Thailand’s prime minister declared a “serious” state of emergency in Bangkok as police and soldiers dispersed demonstrators on Thursday, marking the start of a crackdown on a student-led protest movement.
In an announcement published in Thailand’s Royal Gazette, the government said it took the measure because of “an action that had an impact on a royal motorcade” carrying members of King Maha Vajiralongkorn’s family, as well as national security and economic considerations.
Prime Minister Prayuth Chan-ocha declared the state of emergency after about 10,000 anti-government protesters rallied at Bangkok’s Democracy Monument on Wednesday before marching to Government House. At the seat of the Thai government they broke through police barricades and surrounded the building, pressing their demand for the resignation of Mr Prayuth’s administration.
Protesters also jeered and taunted Queen Suthida, the wife of King Maha Vajiralongkorn, as she passed within metres of demonstrators. Taunting the queen is an unheard of affront in a country where the monarchy is shielded from public criticism by strict defamation and other laws.
Human Rights Watch said that Anon Nampa and Parit “Penguin” Chiwarak, two of the protest movement’s leaders, had been arrested. The rights group was waiting for confirmation on the status of other protest leaders.

[Stored entries]
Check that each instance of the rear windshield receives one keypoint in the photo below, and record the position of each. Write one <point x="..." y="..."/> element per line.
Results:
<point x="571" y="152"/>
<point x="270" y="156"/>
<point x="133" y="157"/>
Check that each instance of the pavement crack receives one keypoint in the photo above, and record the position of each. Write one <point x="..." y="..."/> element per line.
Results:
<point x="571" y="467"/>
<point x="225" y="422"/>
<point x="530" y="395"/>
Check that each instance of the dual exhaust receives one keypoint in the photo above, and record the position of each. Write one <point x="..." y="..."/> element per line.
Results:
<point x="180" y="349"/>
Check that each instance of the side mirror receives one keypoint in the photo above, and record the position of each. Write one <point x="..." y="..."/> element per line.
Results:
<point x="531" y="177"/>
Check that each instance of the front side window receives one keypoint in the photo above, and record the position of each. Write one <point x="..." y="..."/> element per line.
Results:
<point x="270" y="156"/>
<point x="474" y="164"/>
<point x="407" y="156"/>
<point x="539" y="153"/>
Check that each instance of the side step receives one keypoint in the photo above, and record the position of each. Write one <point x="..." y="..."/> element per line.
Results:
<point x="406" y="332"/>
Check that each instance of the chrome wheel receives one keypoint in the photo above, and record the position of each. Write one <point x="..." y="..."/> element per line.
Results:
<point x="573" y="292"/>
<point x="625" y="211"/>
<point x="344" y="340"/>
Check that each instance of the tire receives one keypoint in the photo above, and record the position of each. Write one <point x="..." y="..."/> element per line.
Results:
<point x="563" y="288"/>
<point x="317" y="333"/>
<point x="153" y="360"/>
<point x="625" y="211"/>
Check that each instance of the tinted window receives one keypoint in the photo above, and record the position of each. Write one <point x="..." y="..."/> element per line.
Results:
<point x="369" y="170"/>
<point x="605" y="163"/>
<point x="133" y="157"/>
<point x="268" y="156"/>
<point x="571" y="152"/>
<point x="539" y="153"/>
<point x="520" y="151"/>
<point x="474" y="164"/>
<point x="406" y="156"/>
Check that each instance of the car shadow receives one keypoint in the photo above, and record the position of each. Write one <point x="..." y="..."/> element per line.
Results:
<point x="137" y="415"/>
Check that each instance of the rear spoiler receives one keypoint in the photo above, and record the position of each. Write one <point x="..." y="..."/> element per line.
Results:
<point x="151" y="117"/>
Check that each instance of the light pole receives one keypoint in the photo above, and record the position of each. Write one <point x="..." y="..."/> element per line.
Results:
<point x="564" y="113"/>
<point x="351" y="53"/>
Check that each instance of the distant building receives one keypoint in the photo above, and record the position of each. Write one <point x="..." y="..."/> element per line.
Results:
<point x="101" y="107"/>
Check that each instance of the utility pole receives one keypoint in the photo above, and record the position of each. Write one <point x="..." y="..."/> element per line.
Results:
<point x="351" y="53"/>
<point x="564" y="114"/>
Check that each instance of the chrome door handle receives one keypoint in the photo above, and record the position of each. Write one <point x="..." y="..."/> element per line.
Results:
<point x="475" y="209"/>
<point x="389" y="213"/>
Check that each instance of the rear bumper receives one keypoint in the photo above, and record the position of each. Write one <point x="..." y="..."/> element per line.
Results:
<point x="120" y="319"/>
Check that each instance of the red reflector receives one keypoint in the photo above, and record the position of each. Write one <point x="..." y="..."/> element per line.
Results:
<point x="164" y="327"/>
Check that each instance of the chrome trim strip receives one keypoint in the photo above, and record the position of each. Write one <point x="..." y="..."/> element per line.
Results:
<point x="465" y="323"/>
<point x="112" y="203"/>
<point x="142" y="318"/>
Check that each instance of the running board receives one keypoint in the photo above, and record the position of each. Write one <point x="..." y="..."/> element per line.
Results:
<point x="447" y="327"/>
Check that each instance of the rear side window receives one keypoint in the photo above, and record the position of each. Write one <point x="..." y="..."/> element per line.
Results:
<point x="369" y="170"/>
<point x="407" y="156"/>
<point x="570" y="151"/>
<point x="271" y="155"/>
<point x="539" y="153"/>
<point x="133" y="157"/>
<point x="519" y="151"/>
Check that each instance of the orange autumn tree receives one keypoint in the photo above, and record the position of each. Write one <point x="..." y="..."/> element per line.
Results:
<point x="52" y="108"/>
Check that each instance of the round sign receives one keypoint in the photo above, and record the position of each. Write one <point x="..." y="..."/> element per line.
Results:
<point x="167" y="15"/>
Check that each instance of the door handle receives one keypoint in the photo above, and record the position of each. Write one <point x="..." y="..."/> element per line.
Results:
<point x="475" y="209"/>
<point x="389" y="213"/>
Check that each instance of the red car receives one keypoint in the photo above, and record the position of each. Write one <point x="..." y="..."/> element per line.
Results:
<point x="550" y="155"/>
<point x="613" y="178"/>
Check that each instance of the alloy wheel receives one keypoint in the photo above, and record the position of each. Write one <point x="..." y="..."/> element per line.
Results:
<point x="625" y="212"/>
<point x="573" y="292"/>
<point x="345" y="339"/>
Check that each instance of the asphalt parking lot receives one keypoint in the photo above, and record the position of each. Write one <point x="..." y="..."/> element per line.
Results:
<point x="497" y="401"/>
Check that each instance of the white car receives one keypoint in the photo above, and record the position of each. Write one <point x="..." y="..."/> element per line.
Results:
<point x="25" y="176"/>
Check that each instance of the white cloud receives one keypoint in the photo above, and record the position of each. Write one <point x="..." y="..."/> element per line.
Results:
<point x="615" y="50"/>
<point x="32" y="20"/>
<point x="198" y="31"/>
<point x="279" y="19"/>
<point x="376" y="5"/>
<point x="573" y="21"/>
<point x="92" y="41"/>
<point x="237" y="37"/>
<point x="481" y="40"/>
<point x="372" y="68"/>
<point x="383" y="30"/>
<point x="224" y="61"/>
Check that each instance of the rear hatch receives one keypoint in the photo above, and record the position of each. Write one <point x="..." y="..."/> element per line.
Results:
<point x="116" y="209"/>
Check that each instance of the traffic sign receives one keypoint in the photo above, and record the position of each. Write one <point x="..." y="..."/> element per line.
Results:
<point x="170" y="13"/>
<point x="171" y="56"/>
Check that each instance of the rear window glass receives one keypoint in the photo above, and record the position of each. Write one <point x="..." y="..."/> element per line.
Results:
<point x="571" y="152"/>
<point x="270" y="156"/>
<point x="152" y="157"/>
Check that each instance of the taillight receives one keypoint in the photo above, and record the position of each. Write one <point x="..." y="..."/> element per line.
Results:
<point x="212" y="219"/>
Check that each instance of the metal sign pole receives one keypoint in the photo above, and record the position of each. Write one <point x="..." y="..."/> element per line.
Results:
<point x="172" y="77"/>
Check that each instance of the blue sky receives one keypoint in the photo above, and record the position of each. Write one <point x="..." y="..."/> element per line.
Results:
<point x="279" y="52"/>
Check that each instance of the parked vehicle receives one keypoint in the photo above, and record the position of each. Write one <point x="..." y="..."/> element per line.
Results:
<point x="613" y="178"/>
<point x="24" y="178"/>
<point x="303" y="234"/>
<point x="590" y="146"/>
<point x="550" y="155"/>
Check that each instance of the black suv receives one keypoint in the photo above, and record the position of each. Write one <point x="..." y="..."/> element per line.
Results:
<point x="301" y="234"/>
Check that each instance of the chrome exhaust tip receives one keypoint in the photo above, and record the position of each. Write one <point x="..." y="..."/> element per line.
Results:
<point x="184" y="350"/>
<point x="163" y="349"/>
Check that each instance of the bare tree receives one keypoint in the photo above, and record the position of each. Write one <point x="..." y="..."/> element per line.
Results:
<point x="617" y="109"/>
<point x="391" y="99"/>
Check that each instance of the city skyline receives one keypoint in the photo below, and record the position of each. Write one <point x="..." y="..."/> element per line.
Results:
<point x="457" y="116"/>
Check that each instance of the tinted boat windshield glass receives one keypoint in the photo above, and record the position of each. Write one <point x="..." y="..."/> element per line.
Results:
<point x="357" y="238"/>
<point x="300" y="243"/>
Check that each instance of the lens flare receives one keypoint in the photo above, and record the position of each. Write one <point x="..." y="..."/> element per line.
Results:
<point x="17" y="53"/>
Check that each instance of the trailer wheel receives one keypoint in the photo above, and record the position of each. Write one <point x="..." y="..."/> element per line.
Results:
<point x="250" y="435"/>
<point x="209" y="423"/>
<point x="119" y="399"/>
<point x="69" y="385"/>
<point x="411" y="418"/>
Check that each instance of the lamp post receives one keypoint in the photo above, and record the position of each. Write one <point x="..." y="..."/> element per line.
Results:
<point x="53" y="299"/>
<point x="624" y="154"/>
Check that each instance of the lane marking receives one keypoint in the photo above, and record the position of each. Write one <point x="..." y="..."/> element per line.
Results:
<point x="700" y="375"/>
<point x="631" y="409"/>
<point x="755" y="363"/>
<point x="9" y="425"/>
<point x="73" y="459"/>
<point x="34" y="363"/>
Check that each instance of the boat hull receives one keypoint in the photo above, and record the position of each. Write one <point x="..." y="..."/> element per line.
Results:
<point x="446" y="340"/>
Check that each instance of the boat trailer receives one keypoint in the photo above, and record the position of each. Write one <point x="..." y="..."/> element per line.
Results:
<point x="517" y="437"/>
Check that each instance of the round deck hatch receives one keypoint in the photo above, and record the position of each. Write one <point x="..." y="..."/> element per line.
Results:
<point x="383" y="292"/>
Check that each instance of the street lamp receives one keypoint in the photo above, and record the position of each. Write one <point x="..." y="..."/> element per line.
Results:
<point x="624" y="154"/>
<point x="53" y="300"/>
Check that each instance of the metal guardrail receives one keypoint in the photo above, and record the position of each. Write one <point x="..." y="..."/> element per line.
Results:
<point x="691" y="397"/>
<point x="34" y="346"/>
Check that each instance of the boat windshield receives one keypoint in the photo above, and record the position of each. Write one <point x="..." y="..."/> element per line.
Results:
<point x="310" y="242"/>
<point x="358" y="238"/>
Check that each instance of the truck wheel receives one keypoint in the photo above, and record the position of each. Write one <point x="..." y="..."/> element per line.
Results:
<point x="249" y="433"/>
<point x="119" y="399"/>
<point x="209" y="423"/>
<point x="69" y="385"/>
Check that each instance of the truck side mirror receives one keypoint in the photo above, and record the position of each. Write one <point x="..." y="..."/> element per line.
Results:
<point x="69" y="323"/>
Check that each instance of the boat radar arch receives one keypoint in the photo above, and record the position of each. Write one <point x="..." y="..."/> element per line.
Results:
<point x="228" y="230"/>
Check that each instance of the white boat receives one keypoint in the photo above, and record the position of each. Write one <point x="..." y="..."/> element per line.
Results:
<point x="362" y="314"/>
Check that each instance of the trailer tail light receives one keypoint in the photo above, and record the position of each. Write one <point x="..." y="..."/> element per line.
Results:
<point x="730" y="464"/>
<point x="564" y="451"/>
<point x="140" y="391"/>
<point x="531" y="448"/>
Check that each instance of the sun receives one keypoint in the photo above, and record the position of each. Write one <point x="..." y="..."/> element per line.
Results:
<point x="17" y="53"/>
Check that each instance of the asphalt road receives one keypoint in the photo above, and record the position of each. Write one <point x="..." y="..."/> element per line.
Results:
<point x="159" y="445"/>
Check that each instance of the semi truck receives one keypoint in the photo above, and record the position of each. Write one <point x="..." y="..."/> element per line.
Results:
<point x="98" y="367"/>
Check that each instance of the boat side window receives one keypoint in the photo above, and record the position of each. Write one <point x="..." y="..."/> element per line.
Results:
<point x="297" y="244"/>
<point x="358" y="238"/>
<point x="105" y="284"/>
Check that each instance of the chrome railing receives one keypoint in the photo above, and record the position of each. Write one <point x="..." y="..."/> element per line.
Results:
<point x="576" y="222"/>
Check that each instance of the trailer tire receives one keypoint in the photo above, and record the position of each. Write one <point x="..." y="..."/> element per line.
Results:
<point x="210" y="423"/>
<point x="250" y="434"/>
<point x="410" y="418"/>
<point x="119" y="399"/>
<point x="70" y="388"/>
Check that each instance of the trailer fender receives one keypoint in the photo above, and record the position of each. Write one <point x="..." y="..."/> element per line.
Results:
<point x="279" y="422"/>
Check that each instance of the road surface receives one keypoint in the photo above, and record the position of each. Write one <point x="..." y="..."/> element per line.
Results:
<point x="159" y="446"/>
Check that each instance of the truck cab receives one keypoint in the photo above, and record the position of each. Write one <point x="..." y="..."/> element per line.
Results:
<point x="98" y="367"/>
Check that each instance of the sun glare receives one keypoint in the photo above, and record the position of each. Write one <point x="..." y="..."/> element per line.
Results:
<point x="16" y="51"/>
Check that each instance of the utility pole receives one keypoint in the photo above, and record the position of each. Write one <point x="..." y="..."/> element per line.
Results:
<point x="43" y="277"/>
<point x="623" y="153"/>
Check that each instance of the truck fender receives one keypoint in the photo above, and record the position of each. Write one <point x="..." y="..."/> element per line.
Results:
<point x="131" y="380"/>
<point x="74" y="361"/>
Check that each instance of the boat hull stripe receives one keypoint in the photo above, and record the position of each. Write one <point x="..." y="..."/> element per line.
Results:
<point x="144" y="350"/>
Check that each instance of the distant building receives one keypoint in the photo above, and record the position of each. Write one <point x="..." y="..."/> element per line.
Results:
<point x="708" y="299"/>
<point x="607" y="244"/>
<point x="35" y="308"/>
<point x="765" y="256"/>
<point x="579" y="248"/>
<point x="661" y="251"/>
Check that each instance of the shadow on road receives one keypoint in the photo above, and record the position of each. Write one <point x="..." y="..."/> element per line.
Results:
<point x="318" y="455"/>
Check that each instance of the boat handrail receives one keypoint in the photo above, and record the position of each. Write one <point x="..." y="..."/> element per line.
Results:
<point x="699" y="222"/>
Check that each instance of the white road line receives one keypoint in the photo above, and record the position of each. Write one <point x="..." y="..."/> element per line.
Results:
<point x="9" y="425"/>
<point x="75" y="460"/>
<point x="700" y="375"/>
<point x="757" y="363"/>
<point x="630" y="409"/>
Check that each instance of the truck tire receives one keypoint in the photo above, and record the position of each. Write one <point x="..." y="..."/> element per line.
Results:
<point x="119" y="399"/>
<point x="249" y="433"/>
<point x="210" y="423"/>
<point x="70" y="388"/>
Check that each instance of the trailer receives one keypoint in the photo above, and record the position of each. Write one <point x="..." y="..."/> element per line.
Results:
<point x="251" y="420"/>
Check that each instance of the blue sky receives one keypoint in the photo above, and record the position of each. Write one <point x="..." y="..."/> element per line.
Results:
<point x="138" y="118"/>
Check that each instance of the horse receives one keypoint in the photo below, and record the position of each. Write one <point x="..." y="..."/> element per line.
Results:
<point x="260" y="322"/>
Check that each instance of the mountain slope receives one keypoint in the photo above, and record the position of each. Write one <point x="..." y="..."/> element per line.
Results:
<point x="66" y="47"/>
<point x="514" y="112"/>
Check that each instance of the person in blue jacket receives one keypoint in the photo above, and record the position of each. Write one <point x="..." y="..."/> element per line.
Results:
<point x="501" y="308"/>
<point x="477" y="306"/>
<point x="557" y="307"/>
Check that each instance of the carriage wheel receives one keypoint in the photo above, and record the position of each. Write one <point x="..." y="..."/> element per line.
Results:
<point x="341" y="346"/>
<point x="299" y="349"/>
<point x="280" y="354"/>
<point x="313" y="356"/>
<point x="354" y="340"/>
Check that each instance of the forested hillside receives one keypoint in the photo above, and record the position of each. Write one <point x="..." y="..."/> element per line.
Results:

Task to complete — Reproduce word for word the passage of the Bangkok state-of-emergency article above, from "Protesters also jeered" up to and including "other protest leaders.".

Task response —
Protesters also jeered and taunted Queen Suthida, the wife of King Maha Vajiralongkorn, as she passed within metres of demonstrators. Taunting the queen is an unheard of affront in a country where the monarchy is shielded from public criticism by strict defamation and other laws.
Human Rights Watch said that Anon Nampa and Parit “Penguin” Chiwarak, two of the protest movement’s leaders, had been arrested. The rights group was waiting for confirmation on the status of other protest leaders.